___ Items ___

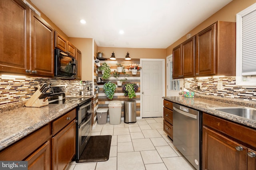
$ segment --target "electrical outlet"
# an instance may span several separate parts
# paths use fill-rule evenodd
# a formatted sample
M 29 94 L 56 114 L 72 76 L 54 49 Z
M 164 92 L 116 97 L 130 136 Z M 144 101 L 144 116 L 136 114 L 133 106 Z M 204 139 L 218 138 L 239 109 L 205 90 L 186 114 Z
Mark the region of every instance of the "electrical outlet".
M 190 83 L 185 83 L 185 88 L 189 88 L 190 86 Z
M 217 84 L 217 89 L 220 90 L 222 90 L 223 89 L 223 87 L 222 86 L 222 83 L 218 83 Z

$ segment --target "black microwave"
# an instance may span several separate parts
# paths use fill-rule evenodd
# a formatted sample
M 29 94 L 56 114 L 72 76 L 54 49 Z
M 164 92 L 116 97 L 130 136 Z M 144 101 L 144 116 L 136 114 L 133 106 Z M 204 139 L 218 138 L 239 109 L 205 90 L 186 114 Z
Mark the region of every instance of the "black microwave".
M 59 49 L 55 52 L 54 76 L 68 79 L 77 77 L 77 60 Z

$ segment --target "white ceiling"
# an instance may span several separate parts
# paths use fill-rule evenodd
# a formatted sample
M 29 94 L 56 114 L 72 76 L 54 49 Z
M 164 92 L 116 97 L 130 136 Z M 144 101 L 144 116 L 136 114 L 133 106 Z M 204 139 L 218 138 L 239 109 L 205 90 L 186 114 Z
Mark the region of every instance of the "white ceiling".
M 31 0 L 69 37 L 94 38 L 99 47 L 164 49 L 232 1 Z

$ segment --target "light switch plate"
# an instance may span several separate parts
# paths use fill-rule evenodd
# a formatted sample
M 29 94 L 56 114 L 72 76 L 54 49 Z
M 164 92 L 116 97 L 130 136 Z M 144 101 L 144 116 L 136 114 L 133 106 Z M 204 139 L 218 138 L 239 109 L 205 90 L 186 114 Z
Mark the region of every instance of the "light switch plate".
M 220 83 L 217 83 L 217 89 L 218 90 L 222 90 L 223 89 L 222 83 L 220 82 Z

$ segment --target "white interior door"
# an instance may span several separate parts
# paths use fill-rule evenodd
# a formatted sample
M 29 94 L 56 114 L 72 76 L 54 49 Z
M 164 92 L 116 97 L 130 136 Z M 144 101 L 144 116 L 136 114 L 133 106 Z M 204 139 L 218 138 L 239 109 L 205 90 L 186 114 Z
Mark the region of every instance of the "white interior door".
M 142 117 L 163 115 L 164 95 L 164 60 L 141 59 Z
M 183 80 L 172 79 L 172 55 L 166 57 L 166 96 L 179 96 L 183 88 Z

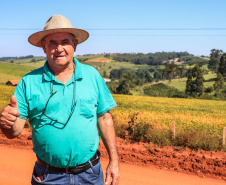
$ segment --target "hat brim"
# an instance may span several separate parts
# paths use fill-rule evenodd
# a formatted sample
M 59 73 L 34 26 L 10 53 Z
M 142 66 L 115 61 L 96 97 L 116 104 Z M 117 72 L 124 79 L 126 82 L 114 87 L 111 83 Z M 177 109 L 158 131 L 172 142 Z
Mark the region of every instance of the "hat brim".
M 58 32 L 66 32 L 71 33 L 75 36 L 75 38 L 78 40 L 78 44 L 84 42 L 89 38 L 89 33 L 85 30 L 78 29 L 78 28 L 56 28 L 56 29 L 49 29 L 49 30 L 43 30 L 36 33 L 33 33 L 29 38 L 28 42 L 34 46 L 42 47 L 41 41 L 42 39 L 51 34 L 51 33 L 58 33 Z

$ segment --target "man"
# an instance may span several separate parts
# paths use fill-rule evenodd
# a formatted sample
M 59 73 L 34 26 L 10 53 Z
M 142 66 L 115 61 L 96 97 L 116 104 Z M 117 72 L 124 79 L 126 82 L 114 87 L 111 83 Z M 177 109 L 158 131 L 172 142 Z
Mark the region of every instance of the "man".
M 8 138 L 17 137 L 26 119 L 32 124 L 37 155 L 32 184 L 104 184 L 99 162 L 99 134 L 109 154 L 105 184 L 117 185 L 119 164 L 115 130 L 109 113 L 116 106 L 99 73 L 80 64 L 73 53 L 89 34 L 72 28 L 68 19 L 52 16 L 44 30 L 28 41 L 42 47 L 45 65 L 24 76 L 0 126 Z

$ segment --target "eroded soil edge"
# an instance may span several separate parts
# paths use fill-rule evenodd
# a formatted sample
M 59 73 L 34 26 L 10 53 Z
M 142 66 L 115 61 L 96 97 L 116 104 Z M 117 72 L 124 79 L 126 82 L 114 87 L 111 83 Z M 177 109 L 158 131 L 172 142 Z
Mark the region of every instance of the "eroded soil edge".
M 15 139 L 7 139 L 0 132 L 0 144 L 31 149 L 31 132 L 24 129 L 23 133 Z M 117 146 L 120 161 L 124 163 L 146 167 L 155 165 L 171 171 L 226 180 L 226 152 L 224 151 L 178 150 L 169 146 L 159 148 L 152 144 L 130 143 L 121 138 L 117 138 Z M 100 141 L 99 150 L 102 157 L 107 158 L 102 141 Z

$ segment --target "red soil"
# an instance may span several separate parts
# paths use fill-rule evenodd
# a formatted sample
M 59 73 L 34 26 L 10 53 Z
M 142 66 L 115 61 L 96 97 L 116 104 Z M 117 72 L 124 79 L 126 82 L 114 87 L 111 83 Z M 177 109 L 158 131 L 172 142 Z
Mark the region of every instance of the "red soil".
M 28 129 L 24 129 L 23 133 L 18 138 L 15 138 L 12 140 L 7 139 L 5 136 L 3 136 L 2 133 L 0 133 L 0 144 L 4 146 L 6 145 L 13 146 L 14 148 L 19 148 L 22 150 L 27 149 L 26 151 L 30 151 L 32 153 L 31 132 L 29 132 Z M 160 177 L 160 178 L 165 178 L 165 175 L 168 174 L 168 178 L 170 179 L 173 177 L 173 175 L 175 175 L 175 172 L 172 172 L 172 171 L 177 171 L 177 172 L 182 172 L 182 173 L 176 173 L 178 174 L 176 175 L 177 181 L 181 180 L 181 182 L 184 182 L 182 178 L 183 175 L 189 174 L 189 177 L 190 178 L 192 177 L 193 179 L 190 184 L 193 184 L 194 179 L 199 177 L 202 177 L 202 178 L 211 177 L 211 178 L 223 180 L 223 181 L 214 180 L 213 184 L 217 184 L 217 182 L 219 182 L 220 184 L 225 183 L 226 153 L 223 151 L 206 152 L 203 150 L 193 151 L 190 149 L 178 151 L 173 147 L 158 148 L 152 144 L 129 143 L 128 141 L 125 141 L 121 138 L 117 138 L 117 145 L 118 145 L 118 153 L 120 156 L 120 161 L 122 162 L 121 168 L 126 168 L 125 169 L 126 173 L 128 172 L 128 175 L 129 174 L 131 175 L 130 178 L 128 177 L 128 175 L 124 176 L 123 185 L 127 184 L 126 182 L 129 182 L 129 180 L 131 181 L 131 179 L 135 178 L 134 176 L 135 174 L 133 173 L 140 174 L 139 178 L 142 178 L 144 180 L 145 179 L 144 175 L 146 174 L 147 170 L 151 170 L 151 168 L 155 168 L 154 170 L 152 170 L 151 173 L 157 173 L 158 170 L 161 171 L 160 174 L 166 173 L 164 174 L 163 177 Z M 99 149 L 102 153 L 102 159 L 107 160 L 107 152 L 102 142 L 100 142 Z M 14 155 L 17 155 L 17 154 L 18 153 Z M 2 150 L 0 155 L 3 155 Z M 1 158 L 2 156 L 0 157 L 0 159 Z M 33 161 L 35 161 L 34 154 L 33 154 Z M 0 165 L 1 165 L 1 161 L 0 161 Z M 105 163 L 104 165 L 106 166 Z M 0 174 L 1 174 L 1 169 L 2 168 L 0 168 Z M 134 171 L 132 171 L 133 169 Z M 139 169 L 143 172 L 140 173 L 136 169 Z M 32 170 L 32 167 L 30 170 Z M 149 182 L 150 180 L 149 178 L 155 177 L 155 176 L 151 177 L 150 174 L 146 174 L 146 175 L 147 175 L 146 177 L 147 181 L 144 180 L 142 184 L 148 184 L 147 182 Z M 193 176 L 193 175 L 196 175 L 196 176 Z M 182 179 L 179 177 L 181 177 Z M 0 176 L 0 182 L 1 182 L 1 176 Z M 133 184 L 141 184 L 141 181 L 139 182 L 137 181 L 137 183 L 135 183 L 135 181 L 133 180 L 132 182 Z M 160 182 L 157 183 L 156 181 L 156 183 L 153 183 L 153 182 L 152 183 L 164 184 L 163 183 L 164 180 L 161 182 L 162 183 Z M 175 180 L 173 180 L 173 183 L 175 183 Z M 165 184 L 169 185 L 171 183 L 169 180 L 167 180 Z M 179 184 L 181 183 L 178 183 L 178 185 Z M 199 182 L 197 184 L 202 184 L 202 183 Z M 205 182 L 203 184 L 207 185 L 208 183 Z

___

[What the exercise asks]: Recast the data from its first line through the line containing "M 220 83 L 217", both included, as a JSON list of strings with one string per line, omitting blank lines and leaving out the picture.

[Task solution]:
[
  "$ segment --target \"electrical outlet\"",
  "# an instance may span several separate parts",
  "# paths use fill-rule evenodd",
  "# a formatted sample",
  "M 29 94 L 56 114 L 72 76 L 54 49 Z",
  "M 164 92 L 116 97 L 130 136 Z M 144 101 L 144 116 L 136 114 L 133 106 Z M 204 139 L 218 138 L 239 109 L 205 90 L 186 114 Z",
  "Mark the region of every instance of the \"electrical outlet\".",
  "M 190 83 L 185 83 L 185 88 L 189 88 L 190 86 Z",
  "M 217 84 L 217 89 L 220 90 L 222 90 L 223 89 L 223 87 L 222 86 L 222 83 L 218 83 Z",
  "$ segment --target \"black microwave\"",
  "# an instance may span several separate parts",
  "# paths use fill-rule evenodd",
  "# a formatted sample",
  "M 29 94 L 56 114 L 72 76 L 54 49 Z",
  "M 164 92 L 116 97 L 130 136 Z M 144 101 L 144 116 L 136 114 L 133 106 Z M 204 139 L 218 138 L 239 109 L 205 90 L 186 114 Z",
  "Mark the region of every instance of the \"black microwave\".",
  "M 59 49 L 55 52 L 54 76 L 68 79 L 77 77 L 77 60 Z",
  "$ segment --target \"white ceiling\"",
  "# an instance may span several separate parts",
  "# paths use fill-rule evenodd",
  "# a formatted sample",
  "M 29 94 L 56 114 L 72 76 L 54 49 Z",
  "M 164 92 L 116 97 L 130 136 Z M 144 101 L 144 116 L 136 114 L 133 106 Z M 204 139 L 218 138 L 239 109 L 205 90 L 186 114 Z",
  "Mark the region of every instance of the \"white ceiling\".",
  "M 31 0 L 69 37 L 94 38 L 99 47 L 164 49 L 232 1 Z",
  "$ segment --target \"light switch plate\"",
  "# an instance may span several separate parts",
  "# paths use fill-rule evenodd",
  "# a formatted sample",
  "M 29 94 L 56 114 L 72 76 L 54 49 Z",
  "M 164 92 L 116 97 L 130 136 Z M 144 101 L 144 116 L 136 114 L 133 106 Z M 204 139 L 218 138 L 239 109 L 205 90 L 186 114 Z",
  "Mark the region of every instance of the \"light switch plate\".",
  "M 220 83 L 217 83 L 217 89 L 218 90 L 222 90 L 223 89 L 222 83 L 220 82 Z"
]